Cover
Titel
Kampf für die Einheit. Das gesamtdeutsche Ministerium und die politische Kultur des Kalten Krieges 1949-1969


Autor(en)
Creuzberger, Stefan
Reihe
Schriften des Bundesarchivs
Erschienen
Düsseldorf 2008: Droste Verlag
Anzahl Seiten
XII, 604 S.
Preis
€ 49,50
Rezensiert für H-Soz-Kult von
Gerhard Wettig, Kommen

Der Kalte Krieg, der 1947 offen ausgebrochen war und zwei Jahre später zur staatlich manifestierten Spaltung in Deutschland führte, zog den Aufbau entsprechender Institutionen nach sich. Dazu gehörte auf westdeutscher Seite das Bundesministerium für Gesamtdeutsche Fragen (BMG), über dessen bisher völlig unerforschte Organisationsentwicklung und Tätigkeit Stefan Creuzberger eine fundierte historische Untersuchung vorlegt. Bei der Entstehung waren neben dem strategischen Zweck, den Anspruch der Bundesrepublik als den allein legitimierten Staat der Nation zu vertreten, den spiegelbildlichen Anspruch der DDR abzuwehren und die Wiedervereinigung auf freiheitlich-demokratischer Grundlage zu fördern, auch taktische Gesichtspunkte maßgebend. Adenauer wollte Jakob Kaiser, der in den frühen Nachkriegsjahren sein Berliner Rivale in der CDU gewesen war und der seinen damals gescheiterten Brückenschlagsvorstellungen weiter nachhing und daher gegen den Kurs der Westintegration Vorbehalte hegte, politisch einbinden, um ihn als Exponenten der DDR-Flüchtlinge nicht zum Kristallisationspunkt einer innerparteilichen Opposition werden zu lassen. Dabei kam ihm zustatten, dass er in Franz Thedieck, den Kaiser aufgrund langer persönlicher Verbundenheit als Staatssekretär wünschte und bekam, einen Verbündeten gewann, der als der "starke Mann" im Ministerium dieses ganz im Sinne des Bundeskanzlers leitete.

• **Material**:
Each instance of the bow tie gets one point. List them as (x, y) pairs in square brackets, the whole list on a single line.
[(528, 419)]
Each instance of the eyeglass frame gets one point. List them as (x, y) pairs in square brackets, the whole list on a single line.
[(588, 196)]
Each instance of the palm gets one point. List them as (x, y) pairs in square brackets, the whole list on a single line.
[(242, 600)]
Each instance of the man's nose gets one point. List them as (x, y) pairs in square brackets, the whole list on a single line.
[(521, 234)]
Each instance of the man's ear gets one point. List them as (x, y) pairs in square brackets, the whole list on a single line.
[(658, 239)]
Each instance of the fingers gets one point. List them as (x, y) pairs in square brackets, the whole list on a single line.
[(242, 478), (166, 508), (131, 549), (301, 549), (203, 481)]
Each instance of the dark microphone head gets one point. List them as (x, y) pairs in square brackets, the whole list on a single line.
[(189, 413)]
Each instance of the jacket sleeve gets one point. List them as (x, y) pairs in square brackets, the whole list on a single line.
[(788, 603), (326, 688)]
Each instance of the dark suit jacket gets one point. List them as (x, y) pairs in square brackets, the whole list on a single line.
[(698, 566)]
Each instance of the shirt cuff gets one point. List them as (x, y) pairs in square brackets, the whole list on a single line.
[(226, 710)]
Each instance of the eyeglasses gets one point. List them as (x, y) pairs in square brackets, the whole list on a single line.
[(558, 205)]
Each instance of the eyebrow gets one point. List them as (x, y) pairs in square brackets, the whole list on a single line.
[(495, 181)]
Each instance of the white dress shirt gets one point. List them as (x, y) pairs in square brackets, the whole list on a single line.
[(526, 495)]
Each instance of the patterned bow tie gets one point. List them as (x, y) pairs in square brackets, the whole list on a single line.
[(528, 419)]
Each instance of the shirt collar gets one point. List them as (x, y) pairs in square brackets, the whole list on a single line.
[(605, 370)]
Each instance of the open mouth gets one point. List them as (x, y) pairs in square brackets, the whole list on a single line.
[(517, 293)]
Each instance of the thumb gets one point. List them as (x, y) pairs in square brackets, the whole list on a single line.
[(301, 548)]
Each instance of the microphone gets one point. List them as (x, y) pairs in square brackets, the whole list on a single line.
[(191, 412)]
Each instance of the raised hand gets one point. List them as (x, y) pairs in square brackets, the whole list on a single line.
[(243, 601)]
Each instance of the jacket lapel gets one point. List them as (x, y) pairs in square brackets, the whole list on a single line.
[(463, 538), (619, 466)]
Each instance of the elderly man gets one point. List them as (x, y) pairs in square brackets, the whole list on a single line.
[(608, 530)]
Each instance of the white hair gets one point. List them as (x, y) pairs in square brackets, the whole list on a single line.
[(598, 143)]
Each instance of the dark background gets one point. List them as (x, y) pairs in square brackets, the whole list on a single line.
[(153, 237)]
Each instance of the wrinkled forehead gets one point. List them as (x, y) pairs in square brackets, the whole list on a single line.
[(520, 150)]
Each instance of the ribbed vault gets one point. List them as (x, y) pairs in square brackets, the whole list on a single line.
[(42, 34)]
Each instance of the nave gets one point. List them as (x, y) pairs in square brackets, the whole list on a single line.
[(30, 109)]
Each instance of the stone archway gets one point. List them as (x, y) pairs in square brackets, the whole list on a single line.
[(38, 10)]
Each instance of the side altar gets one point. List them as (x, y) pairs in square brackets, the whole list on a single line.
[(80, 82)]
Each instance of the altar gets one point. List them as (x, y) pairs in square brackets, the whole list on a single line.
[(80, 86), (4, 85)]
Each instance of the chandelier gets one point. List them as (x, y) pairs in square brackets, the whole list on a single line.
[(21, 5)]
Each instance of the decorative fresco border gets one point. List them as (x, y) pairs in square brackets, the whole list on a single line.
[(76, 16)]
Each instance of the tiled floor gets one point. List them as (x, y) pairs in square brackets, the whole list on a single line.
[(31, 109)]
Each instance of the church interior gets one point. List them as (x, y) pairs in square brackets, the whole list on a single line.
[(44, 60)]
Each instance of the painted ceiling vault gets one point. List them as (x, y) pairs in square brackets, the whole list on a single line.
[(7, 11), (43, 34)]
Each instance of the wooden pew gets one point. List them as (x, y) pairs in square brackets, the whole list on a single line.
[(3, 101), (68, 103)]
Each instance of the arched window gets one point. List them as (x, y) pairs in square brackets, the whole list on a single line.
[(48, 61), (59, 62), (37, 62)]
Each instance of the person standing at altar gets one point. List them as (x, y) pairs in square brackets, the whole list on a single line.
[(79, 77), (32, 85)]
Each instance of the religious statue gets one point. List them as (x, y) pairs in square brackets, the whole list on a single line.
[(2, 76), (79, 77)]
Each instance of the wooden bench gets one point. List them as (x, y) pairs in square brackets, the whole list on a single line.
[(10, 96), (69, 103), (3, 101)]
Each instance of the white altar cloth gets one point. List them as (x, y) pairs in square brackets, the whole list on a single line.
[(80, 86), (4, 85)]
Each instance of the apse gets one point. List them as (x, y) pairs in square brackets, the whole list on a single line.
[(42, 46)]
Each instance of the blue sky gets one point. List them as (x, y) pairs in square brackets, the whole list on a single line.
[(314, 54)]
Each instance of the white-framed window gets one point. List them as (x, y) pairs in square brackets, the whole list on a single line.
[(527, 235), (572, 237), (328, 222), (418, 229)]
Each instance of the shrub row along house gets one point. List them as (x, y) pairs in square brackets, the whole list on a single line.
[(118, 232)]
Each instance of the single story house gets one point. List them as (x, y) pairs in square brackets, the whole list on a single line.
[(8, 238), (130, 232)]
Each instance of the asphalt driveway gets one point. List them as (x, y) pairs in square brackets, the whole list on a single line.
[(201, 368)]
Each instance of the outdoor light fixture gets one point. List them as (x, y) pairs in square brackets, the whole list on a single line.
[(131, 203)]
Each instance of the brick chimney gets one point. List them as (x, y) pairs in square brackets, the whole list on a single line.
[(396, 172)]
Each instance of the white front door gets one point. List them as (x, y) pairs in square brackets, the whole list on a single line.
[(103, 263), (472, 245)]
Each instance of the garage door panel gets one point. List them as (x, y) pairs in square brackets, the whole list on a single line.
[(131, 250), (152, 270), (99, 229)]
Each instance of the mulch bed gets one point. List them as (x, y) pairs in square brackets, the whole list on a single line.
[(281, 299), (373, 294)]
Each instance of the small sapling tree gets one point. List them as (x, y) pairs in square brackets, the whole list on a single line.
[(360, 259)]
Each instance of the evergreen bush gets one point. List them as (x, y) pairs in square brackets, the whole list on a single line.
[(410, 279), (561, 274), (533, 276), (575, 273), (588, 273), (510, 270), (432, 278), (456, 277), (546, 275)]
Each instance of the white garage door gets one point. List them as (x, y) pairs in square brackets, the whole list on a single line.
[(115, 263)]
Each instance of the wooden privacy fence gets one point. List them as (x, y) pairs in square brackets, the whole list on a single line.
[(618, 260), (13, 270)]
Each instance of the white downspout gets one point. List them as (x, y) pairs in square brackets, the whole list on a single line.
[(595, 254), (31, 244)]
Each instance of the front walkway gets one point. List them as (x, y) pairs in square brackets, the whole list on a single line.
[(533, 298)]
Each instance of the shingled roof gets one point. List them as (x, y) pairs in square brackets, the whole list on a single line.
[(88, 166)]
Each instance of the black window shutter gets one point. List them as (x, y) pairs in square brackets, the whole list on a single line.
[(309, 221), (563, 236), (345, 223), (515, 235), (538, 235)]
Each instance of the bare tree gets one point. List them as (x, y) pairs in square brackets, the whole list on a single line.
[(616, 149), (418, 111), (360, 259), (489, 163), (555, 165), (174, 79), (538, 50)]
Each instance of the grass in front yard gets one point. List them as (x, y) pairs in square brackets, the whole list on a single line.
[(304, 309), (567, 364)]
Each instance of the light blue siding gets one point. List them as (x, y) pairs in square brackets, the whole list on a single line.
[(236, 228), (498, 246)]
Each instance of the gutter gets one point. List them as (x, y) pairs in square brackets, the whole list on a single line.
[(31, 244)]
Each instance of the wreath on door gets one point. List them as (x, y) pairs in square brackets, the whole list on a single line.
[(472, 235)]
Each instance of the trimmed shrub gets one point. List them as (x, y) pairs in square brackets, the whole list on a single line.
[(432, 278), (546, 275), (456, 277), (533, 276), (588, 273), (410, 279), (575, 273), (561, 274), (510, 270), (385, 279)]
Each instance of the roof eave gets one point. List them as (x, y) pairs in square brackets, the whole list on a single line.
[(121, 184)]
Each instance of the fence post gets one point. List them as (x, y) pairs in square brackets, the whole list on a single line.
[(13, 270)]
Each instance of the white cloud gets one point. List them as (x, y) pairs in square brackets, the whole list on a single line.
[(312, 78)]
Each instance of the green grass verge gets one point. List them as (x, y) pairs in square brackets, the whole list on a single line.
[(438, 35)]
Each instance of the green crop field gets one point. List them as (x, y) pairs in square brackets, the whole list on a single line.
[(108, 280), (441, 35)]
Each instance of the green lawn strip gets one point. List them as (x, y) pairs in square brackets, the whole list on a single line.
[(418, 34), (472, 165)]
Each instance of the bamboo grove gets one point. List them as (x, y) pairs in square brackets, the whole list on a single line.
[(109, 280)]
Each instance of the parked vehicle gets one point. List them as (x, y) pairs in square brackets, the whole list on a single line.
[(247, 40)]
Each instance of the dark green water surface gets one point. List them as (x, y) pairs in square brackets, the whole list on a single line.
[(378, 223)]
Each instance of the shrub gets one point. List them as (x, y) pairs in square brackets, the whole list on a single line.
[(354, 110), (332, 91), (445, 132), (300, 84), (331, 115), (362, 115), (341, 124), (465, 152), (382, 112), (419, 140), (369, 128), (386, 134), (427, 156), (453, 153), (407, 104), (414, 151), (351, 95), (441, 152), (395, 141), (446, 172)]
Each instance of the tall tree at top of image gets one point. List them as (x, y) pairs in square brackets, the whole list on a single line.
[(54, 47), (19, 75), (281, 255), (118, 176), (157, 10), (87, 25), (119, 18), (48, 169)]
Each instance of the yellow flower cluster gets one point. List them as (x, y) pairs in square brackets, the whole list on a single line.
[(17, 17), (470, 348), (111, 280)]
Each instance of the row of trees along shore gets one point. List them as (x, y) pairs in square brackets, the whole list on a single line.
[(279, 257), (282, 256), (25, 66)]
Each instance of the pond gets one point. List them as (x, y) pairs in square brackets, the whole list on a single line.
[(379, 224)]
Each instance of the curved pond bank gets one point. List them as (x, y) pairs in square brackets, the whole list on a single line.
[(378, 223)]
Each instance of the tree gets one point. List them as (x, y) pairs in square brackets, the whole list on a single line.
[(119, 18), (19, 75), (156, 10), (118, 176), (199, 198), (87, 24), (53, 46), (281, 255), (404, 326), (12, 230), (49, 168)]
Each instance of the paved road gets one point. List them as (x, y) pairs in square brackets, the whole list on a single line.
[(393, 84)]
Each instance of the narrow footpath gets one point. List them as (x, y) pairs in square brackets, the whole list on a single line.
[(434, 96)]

• **Gestellte Aufgabe**: Führen Sie alle Personen auf, die in der Rezension zum gesamtdeutschen Ministerium namentlich genannt werden.

• **Erledigte Aufgabe**:
- Stefan Creuzberger
- Gerhard Wettig
- Adenauer
- Jakob Kaiser
- Franz Thedieck